### AIM OF THE TASK
Update the material, everything from the line containing "Spot the clear" down to the line containing "x=130, y=117", by replacing "clenched fist" with "closed fist" and leaving all else unchanged. Reproduce only those lines, omitting the pictures.

>> Start

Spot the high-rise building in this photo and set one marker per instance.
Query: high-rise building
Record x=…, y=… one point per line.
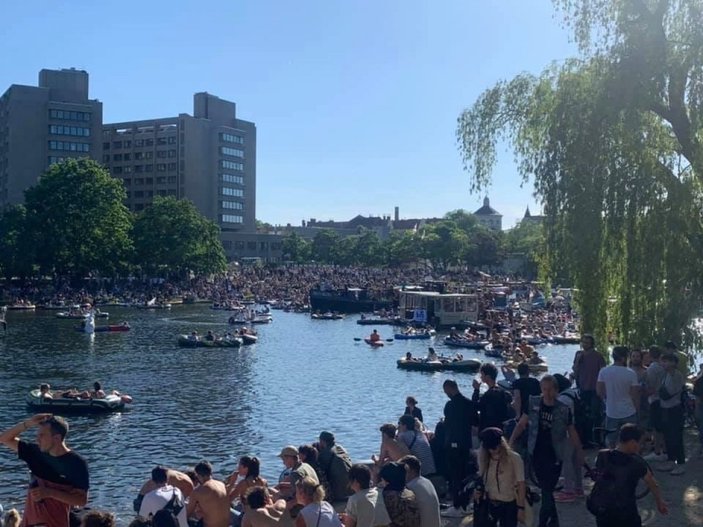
x=208, y=158
x=40, y=125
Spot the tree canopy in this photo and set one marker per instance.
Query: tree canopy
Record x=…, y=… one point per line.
x=77, y=221
x=612, y=141
x=171, y=236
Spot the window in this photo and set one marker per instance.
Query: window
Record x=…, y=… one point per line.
x=230, y=178
x=70, y=146
x=231, y=218
x=69, y=116
x=231, y=165
x=236, y=192
x=59, y=129
x=231, y=138
x=235, y=152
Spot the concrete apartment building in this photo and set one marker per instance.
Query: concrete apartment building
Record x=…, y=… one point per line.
x=208, y=158
x=40, y=125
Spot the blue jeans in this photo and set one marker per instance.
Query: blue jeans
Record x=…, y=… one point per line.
x=614, y=424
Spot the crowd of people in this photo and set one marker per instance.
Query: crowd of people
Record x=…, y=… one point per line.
x=532, y=432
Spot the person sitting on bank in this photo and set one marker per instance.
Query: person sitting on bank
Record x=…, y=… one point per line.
x=260, y=510
x=335, y=462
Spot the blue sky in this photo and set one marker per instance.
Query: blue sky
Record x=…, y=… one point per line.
x=355, y=102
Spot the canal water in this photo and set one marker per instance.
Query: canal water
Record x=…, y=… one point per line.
x=303, y=376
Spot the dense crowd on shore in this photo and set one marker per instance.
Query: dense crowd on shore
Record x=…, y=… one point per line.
x=536, y=430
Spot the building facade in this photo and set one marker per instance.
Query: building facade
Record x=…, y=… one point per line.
x=44, y=124
x=488, y=216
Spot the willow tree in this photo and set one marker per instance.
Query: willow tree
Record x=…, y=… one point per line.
x=612, y=141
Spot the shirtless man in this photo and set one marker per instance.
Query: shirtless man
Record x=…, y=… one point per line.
x=209, y=501
x=260, y=510
x=177, y=479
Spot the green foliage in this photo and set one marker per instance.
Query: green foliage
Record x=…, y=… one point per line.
x=16, y=251
x=171, y=236
x=77, y=221
x=613, y=142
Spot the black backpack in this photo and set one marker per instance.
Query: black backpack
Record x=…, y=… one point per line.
x=603, y=498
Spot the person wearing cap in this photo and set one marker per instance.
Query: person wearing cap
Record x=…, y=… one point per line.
x=503, y=474
x=335, y=462
x=297, y=471
x=682, y=366
x=60, y=478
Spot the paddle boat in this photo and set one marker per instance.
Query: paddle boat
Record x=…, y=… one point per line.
x=59, y=404
x=441, y=364
x=466, y=343
x=326, y=316
x=187, y=341
x=112, y=328
x=416, y=334
x=81, y=315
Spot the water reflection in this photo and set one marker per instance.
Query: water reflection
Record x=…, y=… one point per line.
x=303, y=376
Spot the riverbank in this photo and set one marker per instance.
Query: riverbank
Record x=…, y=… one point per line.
x=683, y=494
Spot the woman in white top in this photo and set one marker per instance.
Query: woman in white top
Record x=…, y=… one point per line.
x=316, y=512
x=503, y=475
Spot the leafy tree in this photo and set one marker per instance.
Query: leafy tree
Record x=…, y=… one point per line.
x=295, y=248
x=444, y=244
x=322, y=245
x=77, y=221
x=172, y=237
x=16, y=250
x=614, y=142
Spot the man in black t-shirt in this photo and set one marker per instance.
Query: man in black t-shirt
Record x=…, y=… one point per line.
x=59, y=476
x=625, y=466
x=524, y=387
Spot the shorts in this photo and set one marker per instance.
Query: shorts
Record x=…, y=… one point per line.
x=655, y=416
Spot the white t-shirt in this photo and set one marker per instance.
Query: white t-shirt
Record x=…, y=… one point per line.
x=618, y=380
x=427, y=501
x=368, y=508
x=155, y=500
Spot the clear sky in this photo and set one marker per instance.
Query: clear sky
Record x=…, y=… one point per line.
x=355, y=101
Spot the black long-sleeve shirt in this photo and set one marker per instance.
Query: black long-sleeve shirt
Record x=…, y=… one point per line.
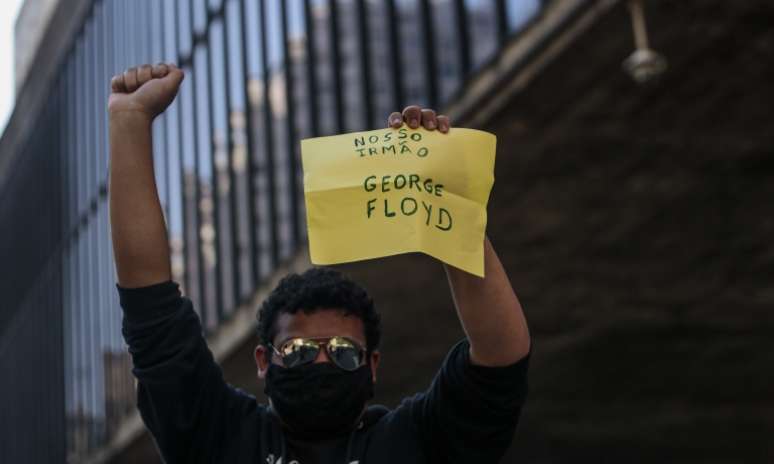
x=468, y=414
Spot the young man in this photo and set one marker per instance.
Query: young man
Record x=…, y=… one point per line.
x=319, y=340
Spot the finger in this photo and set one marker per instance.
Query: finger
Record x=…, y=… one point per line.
x=443, y=123
x=117, y=83
x=130, y=80
x=428, y=119
x=412, y=115
x=175, y=76
x=395, y=120
x=144, y=74
x=159, y=70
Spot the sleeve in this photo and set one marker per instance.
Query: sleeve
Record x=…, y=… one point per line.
x=470, y=412
x=181, y=394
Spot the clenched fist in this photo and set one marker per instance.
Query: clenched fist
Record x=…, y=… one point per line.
x=145, y=90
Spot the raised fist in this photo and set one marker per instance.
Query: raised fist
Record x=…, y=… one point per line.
x=145, y=89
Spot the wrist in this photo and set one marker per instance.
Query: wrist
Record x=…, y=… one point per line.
x=130, y=117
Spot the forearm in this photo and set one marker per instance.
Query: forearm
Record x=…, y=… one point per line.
x=490, y=313
x=140, y=244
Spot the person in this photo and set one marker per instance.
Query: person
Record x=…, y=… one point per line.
x=319, y=340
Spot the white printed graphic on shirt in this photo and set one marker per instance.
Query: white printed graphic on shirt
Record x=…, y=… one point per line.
x=270, y=460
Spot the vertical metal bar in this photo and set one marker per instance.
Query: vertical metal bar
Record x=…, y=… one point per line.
x=464, y=38
x=365, y=61
x=502, y=21
x=236, y=281
x=431, y=65
x=291, y=130
x=195, y=116
x=395, y=56
x=333, y=21
x=251, y=172
x=59, y=334
x=311, y=69
x=187, y=275
x=269, y=135
x=215, y=184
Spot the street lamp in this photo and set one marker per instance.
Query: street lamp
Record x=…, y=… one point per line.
x=644, y=64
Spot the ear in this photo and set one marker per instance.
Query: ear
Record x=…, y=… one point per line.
x=374, y=364
x=261, y=361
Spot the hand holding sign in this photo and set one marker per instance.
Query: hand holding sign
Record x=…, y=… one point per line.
x=398, y=190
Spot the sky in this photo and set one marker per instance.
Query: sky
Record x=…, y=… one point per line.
x=7, y=19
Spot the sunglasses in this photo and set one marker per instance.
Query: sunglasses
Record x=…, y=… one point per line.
x=343, y=352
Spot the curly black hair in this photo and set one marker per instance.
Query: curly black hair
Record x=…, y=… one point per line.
x=316, y=288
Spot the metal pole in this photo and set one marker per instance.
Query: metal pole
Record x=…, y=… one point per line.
x=291, y=130
x=365, y=61
x=269, y=135
x=251, y=171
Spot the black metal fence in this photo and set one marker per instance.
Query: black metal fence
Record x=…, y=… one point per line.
x=261, y=74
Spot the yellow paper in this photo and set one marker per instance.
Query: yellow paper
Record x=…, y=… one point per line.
x=390, y=191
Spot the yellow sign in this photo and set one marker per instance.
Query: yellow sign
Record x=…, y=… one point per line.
x=390, y=191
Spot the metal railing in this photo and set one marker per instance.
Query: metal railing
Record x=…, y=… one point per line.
x=260, y=75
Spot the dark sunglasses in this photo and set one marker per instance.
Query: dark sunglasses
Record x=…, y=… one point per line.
x=343, y=352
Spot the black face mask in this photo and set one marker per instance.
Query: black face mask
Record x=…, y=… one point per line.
x=319, y=400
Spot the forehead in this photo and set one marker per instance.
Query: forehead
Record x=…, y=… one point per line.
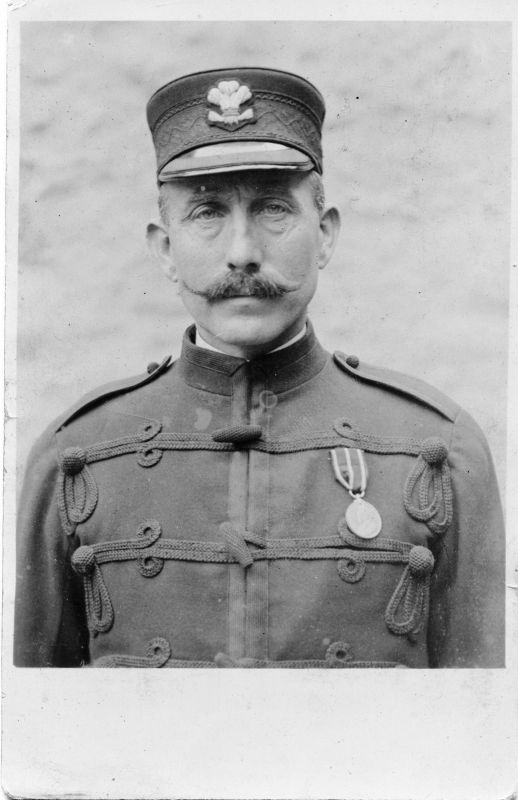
x=251, y=182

>> End

### REPLY TO THE EXERCISE
Spot the clear sky in this photo and set one marker per instance.
Query: clear sky
Record x=…, y=… one point per line.
x=355, y=101
Spot the black long-sleeve shirt in this photo and set one marker per instance.
Query: black long-sleeve shirt
Record x=…, y=… one point per line.
x=468, y=414
Spot the young man in this photo and set one marker per instance.
Query: young man
Record x=…, y=… one point per line.
x=319, y=340
Spot the finger in this photo and set one marker per instance.
Query: finger
Record x=…, y=… one point per line.
x=443, y=123
x=117, y=83
x=130, y=80
x=428, y=119
x=412, y=115
x=175, y=76
x=395, y=120
x=144, y=74
x=159, y=70
Spot the sleeve in this photo and set one marker per instance.
Query: sleeve
Record x=…, y=… one point per line.
x=470, y=412
x=181, y=394
Spot the closed fist in this photo and set one marker per instance.
Query: closed fist
Record x=…, y=… one point per line.
x=145, y=90
Spot the raised fist in this photo and set one marker per instance.
Query: raised fist
Record x=…, y=… one point per line.
x=145, y=89
Spot the wrist in this photo and set one marker per instance.
Query: wrist
Record x=…, y=… one point per line.
x=130, y=117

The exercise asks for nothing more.